◆ **Stated problem**:
Count the lines in the records below that contain the word "each". Reply with the number alone.

◆ **Input records**:
:::::
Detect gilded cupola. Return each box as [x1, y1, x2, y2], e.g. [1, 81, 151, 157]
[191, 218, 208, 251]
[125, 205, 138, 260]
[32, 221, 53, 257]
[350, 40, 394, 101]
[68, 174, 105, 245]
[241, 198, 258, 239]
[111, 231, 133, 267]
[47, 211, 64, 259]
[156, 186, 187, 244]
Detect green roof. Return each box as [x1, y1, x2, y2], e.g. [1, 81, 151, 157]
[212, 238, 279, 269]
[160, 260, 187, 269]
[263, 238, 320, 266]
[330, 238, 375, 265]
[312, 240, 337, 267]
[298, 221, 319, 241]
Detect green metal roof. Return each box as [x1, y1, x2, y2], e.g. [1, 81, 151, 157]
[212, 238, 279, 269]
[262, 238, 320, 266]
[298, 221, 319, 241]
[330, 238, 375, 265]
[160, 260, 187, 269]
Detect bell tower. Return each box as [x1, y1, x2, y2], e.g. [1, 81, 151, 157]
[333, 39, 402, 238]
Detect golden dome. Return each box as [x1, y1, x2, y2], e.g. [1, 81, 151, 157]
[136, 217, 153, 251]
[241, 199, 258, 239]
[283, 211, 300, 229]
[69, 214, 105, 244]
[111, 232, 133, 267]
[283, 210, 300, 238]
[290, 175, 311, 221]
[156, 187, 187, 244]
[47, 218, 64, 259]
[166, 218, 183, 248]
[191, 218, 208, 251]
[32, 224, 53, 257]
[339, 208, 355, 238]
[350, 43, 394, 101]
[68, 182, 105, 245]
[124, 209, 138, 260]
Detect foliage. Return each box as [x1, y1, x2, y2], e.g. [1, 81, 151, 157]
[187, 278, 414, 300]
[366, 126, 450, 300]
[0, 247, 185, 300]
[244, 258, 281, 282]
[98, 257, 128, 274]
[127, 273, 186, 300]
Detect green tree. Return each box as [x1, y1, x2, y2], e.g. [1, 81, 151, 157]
:::::
◆ **Solution for this task**:
7